Material supplied:
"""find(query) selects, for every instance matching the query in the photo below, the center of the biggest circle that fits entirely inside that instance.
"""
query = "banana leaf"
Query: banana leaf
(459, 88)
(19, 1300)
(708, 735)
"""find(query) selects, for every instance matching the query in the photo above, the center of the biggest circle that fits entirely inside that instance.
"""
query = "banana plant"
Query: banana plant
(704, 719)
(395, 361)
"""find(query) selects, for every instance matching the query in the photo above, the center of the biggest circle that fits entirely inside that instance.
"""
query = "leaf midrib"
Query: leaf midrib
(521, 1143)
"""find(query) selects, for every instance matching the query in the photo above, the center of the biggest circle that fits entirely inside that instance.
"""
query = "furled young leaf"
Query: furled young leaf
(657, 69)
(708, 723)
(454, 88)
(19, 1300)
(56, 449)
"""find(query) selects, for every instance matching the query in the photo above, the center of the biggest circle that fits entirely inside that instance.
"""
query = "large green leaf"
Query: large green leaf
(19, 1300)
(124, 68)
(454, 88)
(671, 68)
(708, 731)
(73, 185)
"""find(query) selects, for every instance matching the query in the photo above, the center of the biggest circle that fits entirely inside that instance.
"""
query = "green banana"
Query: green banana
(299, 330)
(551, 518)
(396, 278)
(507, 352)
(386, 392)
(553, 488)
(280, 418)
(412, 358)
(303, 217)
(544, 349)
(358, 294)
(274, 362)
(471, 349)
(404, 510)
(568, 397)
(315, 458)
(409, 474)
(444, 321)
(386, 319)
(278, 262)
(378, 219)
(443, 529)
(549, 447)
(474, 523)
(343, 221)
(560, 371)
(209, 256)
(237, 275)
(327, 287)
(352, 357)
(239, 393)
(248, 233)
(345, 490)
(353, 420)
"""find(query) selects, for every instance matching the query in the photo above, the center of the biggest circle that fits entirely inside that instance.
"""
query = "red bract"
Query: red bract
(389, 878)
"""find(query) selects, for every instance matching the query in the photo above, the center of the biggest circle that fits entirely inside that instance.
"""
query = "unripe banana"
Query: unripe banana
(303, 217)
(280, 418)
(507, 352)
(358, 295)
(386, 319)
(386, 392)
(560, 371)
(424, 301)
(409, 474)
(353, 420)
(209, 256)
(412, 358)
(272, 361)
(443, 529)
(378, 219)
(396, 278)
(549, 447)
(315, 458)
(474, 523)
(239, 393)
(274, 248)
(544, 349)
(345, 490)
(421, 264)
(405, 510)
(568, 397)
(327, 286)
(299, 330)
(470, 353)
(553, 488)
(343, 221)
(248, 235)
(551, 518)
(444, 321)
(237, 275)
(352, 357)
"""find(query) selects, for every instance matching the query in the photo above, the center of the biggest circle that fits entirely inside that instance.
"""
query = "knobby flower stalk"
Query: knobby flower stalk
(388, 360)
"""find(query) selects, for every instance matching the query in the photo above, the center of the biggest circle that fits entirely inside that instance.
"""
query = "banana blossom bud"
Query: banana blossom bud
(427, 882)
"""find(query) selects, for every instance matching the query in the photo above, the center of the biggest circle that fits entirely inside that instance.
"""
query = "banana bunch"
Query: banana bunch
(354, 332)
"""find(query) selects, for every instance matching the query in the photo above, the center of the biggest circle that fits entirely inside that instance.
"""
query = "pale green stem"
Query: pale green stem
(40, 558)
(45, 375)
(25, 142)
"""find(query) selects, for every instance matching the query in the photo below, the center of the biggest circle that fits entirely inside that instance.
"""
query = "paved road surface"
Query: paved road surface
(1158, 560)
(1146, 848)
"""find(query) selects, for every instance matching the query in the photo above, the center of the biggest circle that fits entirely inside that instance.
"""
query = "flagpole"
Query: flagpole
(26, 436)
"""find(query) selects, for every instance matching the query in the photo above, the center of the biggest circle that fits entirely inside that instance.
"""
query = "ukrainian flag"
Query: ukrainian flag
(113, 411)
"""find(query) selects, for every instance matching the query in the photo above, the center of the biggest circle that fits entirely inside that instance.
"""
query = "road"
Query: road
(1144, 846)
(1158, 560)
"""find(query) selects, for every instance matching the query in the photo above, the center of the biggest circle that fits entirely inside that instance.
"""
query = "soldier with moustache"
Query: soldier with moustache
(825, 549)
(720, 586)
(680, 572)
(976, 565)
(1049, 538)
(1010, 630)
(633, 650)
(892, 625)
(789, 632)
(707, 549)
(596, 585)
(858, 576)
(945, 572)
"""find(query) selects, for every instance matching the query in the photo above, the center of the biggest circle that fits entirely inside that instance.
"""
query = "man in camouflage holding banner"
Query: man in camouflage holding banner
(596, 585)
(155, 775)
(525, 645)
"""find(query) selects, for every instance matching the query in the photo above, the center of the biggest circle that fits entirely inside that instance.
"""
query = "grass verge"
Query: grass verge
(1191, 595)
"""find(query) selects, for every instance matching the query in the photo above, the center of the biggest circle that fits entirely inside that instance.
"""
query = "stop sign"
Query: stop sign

Work to be completed:
Retype the listing exactly. Leave nothing out.

Result of the task:
"""find(query) selects, for every instance matching the query in the photo below, the center of the biggest circle that fits entirely inside that instance.
"""
query = "banana leaf"
Query: banana leaf
(459, 88)
(19, 1300)
(708, 735)
"""find(query) selects, for every instance matching the query in the photo above, the center of the biggest circle that fits entirely inside that instance.
"""
query = "banana plant"
Query: banana plant
(704, 719)
(395, 361)
"""find(query) selects, for every instance matching the query in the photo above, the center of the biggest circle that fits entirely inside that instance.
"""
query = "leaf midrib"
Query: leaf midrib
(521, 1143)
"""find(query) selects, for every instance matching the query in the photo above, the center of the biggest circle that fits entirely inside that instance.
"""
query = "furled young leaf"
Query: furled young leaf
(657, 69)
(708, 723)
(454, 88)
(19, 1300)
(56, 449)
"""find(query) selects, for every instance matching the query in the photo above, the center of the biggest circle that fits entirely inside that instance.
"""
query = "large green leaf"
Query: large green leaf
(19, 1300)
(124, 68)
(454, 88)
(671, 68)
(708, 731)
(73, 185)
"""find(query) selects, for every instance matching the query in the photo above, the center of the biggest circle that fits entirely inside that instance.
"""
query = "green banana"
Query: green banana
(299, 330)
(551, 518)
(396, 278)
(507, 352)
(386, 392)
(553, 488)
(280, 418)
(412, 358)
(303, 217)
(544, 349)
(358, 294)
(274, 362)
(471, 349)
(404, 510)
(568, 397)
(315, 458)
(409, 474)
(444, 321)
(386, 319)
(278, 262)
(378, 219)
(443, 529)
(549, 447)
(474, 523)
(343, 221)
(560, 371)
(209, 256)
(237, 275)
(327, 287)
(352, 357)
(239, 393)
(248, 233)
(345, 490)
(353, 420)
"""find(query) selects, for every instance matching the query in the photo above, the center of the biggest circle that fits entirely inside that instance.
"""
query = "red bract"
Query: red bract
(389, 878)
"""find(query) selects, for every instance matching the query in the photo above, the center of the biggest circle that fits entirely inside that instance.
"""
query = "unripe banana"
Query: unripe banana
(303, 217)
(280, 418)
(507, 352)
(358, 295)
(386, 319)
(386, 392)
(560, 371)
(424, 301)
(409, 474)
(353, 420)
(209, 256)
(412, 358)
(272, 361)
(443, 529)
(378, 219)
(396, 278)
(549, 447)
(315, 458)
(474, 523)
(239, 393)
(274, 248)
(544, 349)
(345, 490)
(421, 264)
(405, 510)
(568, 397)
(327, 286)
(299, 330)
(470, 353)
(553, 488)
(343, 221)
(248, 235)
(551, 518)
(444, 321)
(237, 275)
(352, 357)
"""find(query) selects, for every instance matching the query in the photo above, the center of the biggest circle that fits entirely inside that instance.
"""
query = "knobby flower stalk"
Query: knobby flower stalk
(388, 360)
"""find(query) selects, for every instance matching the query in the photo above, the center of the biggest circle that fits entirely inside that instance.
"""
query = "banana blossom bud"
Query: banana blossom bud
(427, 882)
"""find(query) selects, for every instance matching the query in the photo above, the center of the biggest circle that fits entirely inside that instance.
"""
query = "banana bunch"
Query: banana bunch
(354, 332)
"""find(query) selects, for every instance matching the query in the photo above, the center of the biggest circle that fits entirely inside that instance.
"""
query = "pale green stem"
Query: pale green stem
(40, 558)
(45, 375)
(25, 142)
"""find(query) selects, for every instance matching the query in the photo below, the center of the biggest circle that fits entirely inside that instance.
"""
query = "paved road surface"
Query: paved road surface
(1158, 560)
(1146, 848)
"""find(query) selects, for every instance matching the query in the photo above, the center of the biggest circle that fits entirely inside that instance.
"""
query = "flagpole"
Query: flagpole
(26, 436)
"""find(query) selects, for every instance matching the query in the photo above, the center of the biggest circle that fits entirely inside that instance.
"""
query = "ukrainian flag"
Query: ukrainian flag
(113, 411)
"""find(query) selects, for every instance matching the query in the photo above, the center of the biggest circle that fits entirely inside that instance.
"""
query = "road"
Query: road
(1144, 846)
(1158, 560)
"""find(query) selects, for every instance matching the query in the photo above, the center of the biggest circle that fits entirely inside that instance.
"""
query = "soldier with moustache"
Query: soldier with moustache
(825, 549)
(720, 586)
(680, 572)
(976, 565)
(1049, 538)
(1010, 630)
(633, 650)
(892, 625)
(789, 632)
(707, 549)
(596, 585)
(858, 576)
(945, 572)
"""find(query) selects, for every instance matching the query in the photo above, the center of the biggest circle that fits entirely inside that instance.
"""
query = "man in camouflage holding banner"
Query: man in camouflage holding banner
(596, 585)
(155, 775)
(525, 645)
"""find(query) selects, for every instance matching the query in the photo above, the center of the biggest circle that fits entirely inside that instance.
"""
query = "grass verge"
Query: grass verge
(1191, 595)
"""find(query) selects, for every instance matching the query in the photo above, the center of the biggest circle that fits entirely inside that instance.
"""
query = "stop sign"
Query: stop sign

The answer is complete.